[begin Text provided]
# Chute Control freezes



## Craftsman27 (Jan 25, 2014)

Help - 26" craftsman Snow Thrower 2-way Joystick Chute Control freezes. I have to use a hair dryer to unfreeze. I have had this snow blower for 6 years and never have had this trouble. Has anyone else experienced this issue and what is the resolution? Thanks !!


----------



## craftyman (Jan 25, 2014)

I had the same issue. I had a cable lubricating tool that was used for greasing cables on my dirtbikes and quads but it works for any cable. I greased the cable and never had a issue after.
just google cable lubricator and you will see what I am talking about if you do not understand. there only a few bucks and well worth it.


----------



## Craftsman27 (Jan 25, 2014)

craftyman said:


> I had the same issue. I had a cable lubricating tool that was used for greasing cables on my dirtbikes and quads but it works for any cable. I greased the cable and never had a issue after.
> just google cable lubricator and you will see what I am talking about if you do not understand. there only a few bucks and well worth it.


Thanks for the reply - my concern is there must be moisture in the cable as it keeps freezing up after I thaw with the hair dryer. I did use WD40 after I loosened it up last time but it refroze


----------



## craftyman (Jan 25, 2014)

thing is with WD40 is that it is water based. using the lubricating tool and a proper cable lubricant will push all the water out and lubricate the cable at the same time. you can usually get these at any atv/ dirtbike dealer for very cheap and is will worth it over the aggravation and frustration.


----------



## Blue Hill (Mar 31, 2013)

craftyman said:


> thing is with WD40 is that it is water based. using the lubricating tool and a proper cable lubricant will push all the water out and lubricate the cable at the same time. you can usually get these at any atv/ dirtbike dealer for very cheap and is will worth it over the aggravation and frustration.
[end Text provided]
[begin Listed records]
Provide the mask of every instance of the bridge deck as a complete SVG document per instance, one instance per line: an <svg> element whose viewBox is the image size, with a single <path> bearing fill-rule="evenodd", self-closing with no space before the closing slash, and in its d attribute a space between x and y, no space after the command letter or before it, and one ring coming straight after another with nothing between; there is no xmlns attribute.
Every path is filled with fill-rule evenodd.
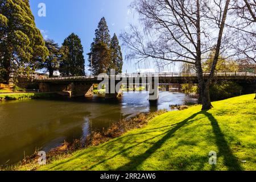
<svg viewBox="0 0 256 182"><path fill-rule="evenodd" d="M204 76L205 78L209 76L209 72L204 72ZM197 83L197 77L196 73L184 73L181 72L173 73L151 73L142 74L122 74L115 76L110 76L110 78L115 78L117 80L123 79L135 79L139 78L142 79L146 77L158 77L160 83L174 83L182 84L187 82ZM217 80L229 80L234 81L250 80L255 81L256 78L255 73L248 72L216 72L215 78ZM38 82L84 82L98 83L104 78L109 78L109 76L92 76L77 77L58 77L53 78L35 78L34 81Z"/></svg>

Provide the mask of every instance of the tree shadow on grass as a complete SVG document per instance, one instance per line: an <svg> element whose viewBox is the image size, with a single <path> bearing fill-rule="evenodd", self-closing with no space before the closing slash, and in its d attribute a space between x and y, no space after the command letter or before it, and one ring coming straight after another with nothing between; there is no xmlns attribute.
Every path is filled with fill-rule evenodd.
<svg viewBox="0 0 256 182"><path fill-rule="evenodd" d="M183 121L177 123L176 126L170 131L159 140L155 143L153 146L148 149L144 153L132 158L131 161L125 165L118 168L116 170L136 170L138 166L142 164L148 158L153 154L157 150L160 148L164 142L168 140L172 135L179 129L184 126L187 122L196 117L197 115L201 114L201 111L193 114L190 117L185 119Z"/></svg>
<svg viewBox="0 0 256 182"><path fill-rule="evenodd" d="M233 154L232 151L225 139L224 134L218 125L218 121L208 111L203 111L204 114L210 121L213 127L213 133L215 135L216 145L218 148L218 156L223 156L225 165L229 170L241 171L242 170L237 159ZM216 166L213 165L212 170L214 170Z"/></svg>

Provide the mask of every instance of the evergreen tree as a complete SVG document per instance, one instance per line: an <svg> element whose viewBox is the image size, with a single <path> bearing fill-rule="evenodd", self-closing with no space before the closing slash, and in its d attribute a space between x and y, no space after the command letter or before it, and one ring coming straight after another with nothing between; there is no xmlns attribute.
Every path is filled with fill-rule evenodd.
<svg viewBox="0 0 256 182"><path fill-rule="evenodd" d="M63 76L85 75L84 49L77 35L72 33L64 40L61 53L60 73Z"/></svg>
<svg viewBox="0 0 256 182"><path fill-rule="evenodd" d="M46 59L46 61L42 63L42 67L46 68L49 72L49 77L52 77L53 72L59 69L60 54L60 48L57 43L53 40L47 40L46 46L49 51L49 55Z"/></svg>
<svg viewBox="0 0 256 182"><path fill-rule="evenodd" d="M11 71L34 71L48 52L35 25L28 0L0 1L0 76L8 82Z"/></svg>
<svg viewBox="0 0 256 182"><path fill-rule="evenodd" d="M102 17L98 25L98 28L95 30L94 43L102 43L106 44L109 47L110 44L110 35L109 27L104 17Z"/></svg>
<svg viewBox="0 0 256 182"><path fill-rule="evenodd" d="M101 18L95 31L95 38L91 44L89 66L94 75L107 73L111 63L110 35L104 17ZM92 63L92 65L91 65Z"/></svg>
<svg viewBox="0 0 256 182"><path fill-rule="evenodd" d="M123 69L123 56L119 45L118 39L114 34L110 43L111 64L110 69L114 69L115 73L122 73Z"/></svg>

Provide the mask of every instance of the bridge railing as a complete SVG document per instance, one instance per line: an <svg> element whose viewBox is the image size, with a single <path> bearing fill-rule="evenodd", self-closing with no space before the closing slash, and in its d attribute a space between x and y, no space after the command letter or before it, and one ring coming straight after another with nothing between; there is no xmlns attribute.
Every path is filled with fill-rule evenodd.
[end Listed records]
Goal:
Please answer from the snow thrower chute thread: how many years had the first poster owned the snow blower before the chute control started freezing?

Final result:
Six years.